> [Task description]: Lay out the data below as a Markdown table with the columns "No." and "Line," one row per line and blank lines omitted. Begin at the line containing "If you could locate the girl" and stop after the last line of the data.

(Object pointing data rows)

----------

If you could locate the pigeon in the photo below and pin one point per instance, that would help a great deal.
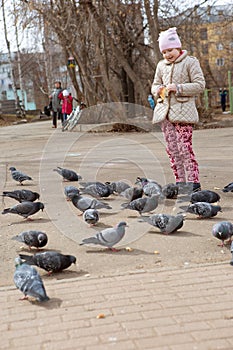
(32, 238)
(18, 175)
(98, 190)
(149, 187)
(50, 261)
(83, 203)
(67, 174)
(132, 193)
(205, 196)
(91, 216)
(203, 209)
(107, 237)
(24, 209)
(165, 222)
(70, 191)
(119, 186)
(223, 230)
(228, 188)
(22, 195)
(170, 191)
(28, 281)
(142, 205)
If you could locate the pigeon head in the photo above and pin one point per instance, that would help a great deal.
(72, 259)
(122, 224)
(18, 261)
(42, 238)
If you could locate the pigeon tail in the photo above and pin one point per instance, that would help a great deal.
(91, 240)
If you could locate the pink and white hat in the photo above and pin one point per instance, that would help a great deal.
(169, 39)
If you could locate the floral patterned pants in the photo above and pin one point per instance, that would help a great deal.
(178, 138)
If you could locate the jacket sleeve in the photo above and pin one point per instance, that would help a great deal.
(158, 81)
(196, 83)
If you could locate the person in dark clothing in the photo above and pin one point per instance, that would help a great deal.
(56, 103)
(223, 95)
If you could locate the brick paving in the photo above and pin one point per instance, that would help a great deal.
(176, 309)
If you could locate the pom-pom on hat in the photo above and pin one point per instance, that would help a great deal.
(169, 39)
(65, 93)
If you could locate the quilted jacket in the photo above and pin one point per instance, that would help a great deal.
(179, 107)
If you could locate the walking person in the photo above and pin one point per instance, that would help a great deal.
(223, 96)
(178, 79)
(56, 103)
(67, 103)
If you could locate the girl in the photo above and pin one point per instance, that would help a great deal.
(178, 79)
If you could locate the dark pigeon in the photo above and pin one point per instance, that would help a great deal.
(50, 261)
(205, 196)
(119, 186)
(165, 223)
(70, 191)
(223, 230)
(142, 205)
(132, 193)
(228, 188)
(83, 203)
(107, 237)
(25, 209)
(22, 195)
(203, 209)
(91, 216)
(19, 176)
(29, 282)
(170, 191)
(32, 238)
(67, 174)
(97, 190)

----------

> [Exercise solution]:
| No. | Line |
|---|---|
| 1 | If you could locate the girl in the photo above and pin one point per instance, that would help a great deal. |
| 2 | (178, 79) |
| 3 | If you could locate the dark pigeon in the photo above and pin one point per instance, that would help a great deal. |
| 4 | (50, 261) |
| 5 | (205, 196) |
| 6 | (119, 186) |
| 7 | (165, 223) |
| 8 | (70, 191) |
| 9 | (223, 230) |
| 10 | (142, 205) |
| 11 | (132, 193) |
| 12 | (228, 188) |
| 13 | (83, 203) |
| 14 | (107, 237) |
| 15 | (25, 209) |
| 16 | (22, 195) |
| 17 | (203, 209) |
| 18 | (91, 216) |
| 19 | (19, 176) |
| 20 | (29, 282) |
| 21 | (170, 191) |
| 22 | (32, 238) |
| 23 | (67, 174) |
| 24 | (97, 190) |